Work instruction:
Tally the lines of the listing that contain the word "below", then give the total and nothing else.

Exercise data:
=-=-=
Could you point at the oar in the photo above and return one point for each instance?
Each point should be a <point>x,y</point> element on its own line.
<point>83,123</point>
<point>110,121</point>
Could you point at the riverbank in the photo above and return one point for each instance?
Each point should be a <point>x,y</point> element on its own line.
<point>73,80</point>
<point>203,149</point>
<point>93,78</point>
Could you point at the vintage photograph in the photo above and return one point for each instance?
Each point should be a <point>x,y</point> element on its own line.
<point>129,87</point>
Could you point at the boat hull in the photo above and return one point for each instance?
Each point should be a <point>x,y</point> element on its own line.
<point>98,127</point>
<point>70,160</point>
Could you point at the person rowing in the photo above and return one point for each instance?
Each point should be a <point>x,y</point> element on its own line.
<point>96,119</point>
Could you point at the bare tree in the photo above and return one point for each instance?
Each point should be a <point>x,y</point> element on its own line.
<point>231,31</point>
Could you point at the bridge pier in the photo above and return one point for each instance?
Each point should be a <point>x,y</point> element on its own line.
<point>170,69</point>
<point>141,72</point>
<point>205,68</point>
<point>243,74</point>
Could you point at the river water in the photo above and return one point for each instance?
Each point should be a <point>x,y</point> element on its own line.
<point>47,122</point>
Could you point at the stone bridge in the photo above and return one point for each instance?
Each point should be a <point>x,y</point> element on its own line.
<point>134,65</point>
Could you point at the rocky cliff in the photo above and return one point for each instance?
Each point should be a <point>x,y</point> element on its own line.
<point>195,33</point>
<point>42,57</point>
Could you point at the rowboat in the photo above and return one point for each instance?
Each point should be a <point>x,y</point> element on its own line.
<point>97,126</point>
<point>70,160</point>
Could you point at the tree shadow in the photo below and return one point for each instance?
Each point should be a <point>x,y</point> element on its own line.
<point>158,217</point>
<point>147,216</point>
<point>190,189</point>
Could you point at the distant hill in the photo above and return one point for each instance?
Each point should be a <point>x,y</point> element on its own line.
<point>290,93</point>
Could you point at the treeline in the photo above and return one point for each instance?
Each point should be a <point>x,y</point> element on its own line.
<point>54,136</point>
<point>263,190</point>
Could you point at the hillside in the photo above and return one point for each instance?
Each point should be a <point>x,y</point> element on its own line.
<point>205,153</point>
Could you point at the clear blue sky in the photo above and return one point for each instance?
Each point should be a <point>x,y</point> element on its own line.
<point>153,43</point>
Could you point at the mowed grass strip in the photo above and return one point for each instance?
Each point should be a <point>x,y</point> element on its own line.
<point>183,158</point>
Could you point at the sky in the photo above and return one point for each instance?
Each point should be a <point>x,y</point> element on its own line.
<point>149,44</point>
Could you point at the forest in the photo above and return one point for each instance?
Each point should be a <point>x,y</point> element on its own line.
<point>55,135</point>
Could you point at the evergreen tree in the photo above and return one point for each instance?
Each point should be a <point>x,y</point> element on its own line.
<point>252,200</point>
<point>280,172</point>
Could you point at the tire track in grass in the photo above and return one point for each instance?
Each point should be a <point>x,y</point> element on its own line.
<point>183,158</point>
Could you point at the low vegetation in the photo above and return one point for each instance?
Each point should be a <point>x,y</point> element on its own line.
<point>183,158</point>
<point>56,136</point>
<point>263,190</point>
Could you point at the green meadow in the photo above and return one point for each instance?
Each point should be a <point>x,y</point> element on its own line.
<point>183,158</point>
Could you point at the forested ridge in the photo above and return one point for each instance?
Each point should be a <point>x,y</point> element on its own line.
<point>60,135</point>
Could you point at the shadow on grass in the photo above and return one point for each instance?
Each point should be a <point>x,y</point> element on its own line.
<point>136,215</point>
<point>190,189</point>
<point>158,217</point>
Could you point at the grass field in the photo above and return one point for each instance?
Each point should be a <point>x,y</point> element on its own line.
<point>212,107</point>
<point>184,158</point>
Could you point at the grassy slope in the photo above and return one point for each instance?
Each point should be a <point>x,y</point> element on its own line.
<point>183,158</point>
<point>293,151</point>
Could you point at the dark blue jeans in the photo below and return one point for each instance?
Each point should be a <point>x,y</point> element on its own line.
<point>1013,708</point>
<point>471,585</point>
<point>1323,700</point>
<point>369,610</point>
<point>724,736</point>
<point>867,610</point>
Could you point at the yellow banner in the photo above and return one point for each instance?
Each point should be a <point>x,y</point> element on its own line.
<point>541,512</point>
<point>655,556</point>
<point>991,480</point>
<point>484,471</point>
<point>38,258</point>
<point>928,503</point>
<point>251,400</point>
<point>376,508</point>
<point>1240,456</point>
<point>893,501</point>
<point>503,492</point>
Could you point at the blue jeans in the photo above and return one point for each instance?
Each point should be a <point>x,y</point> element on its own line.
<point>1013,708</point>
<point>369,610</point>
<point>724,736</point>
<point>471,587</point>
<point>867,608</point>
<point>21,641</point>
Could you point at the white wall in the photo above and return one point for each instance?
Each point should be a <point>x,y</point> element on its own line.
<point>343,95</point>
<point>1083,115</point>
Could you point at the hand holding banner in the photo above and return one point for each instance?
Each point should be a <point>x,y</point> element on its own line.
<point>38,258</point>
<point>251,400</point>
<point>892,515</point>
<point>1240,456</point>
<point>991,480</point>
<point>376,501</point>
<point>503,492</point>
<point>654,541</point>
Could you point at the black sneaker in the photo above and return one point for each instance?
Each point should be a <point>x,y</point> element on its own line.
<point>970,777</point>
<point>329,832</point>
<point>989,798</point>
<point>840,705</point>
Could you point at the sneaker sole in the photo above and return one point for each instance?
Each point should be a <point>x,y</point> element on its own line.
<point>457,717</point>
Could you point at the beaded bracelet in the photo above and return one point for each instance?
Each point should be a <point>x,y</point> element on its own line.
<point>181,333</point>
=-=-=
Exercise result:
2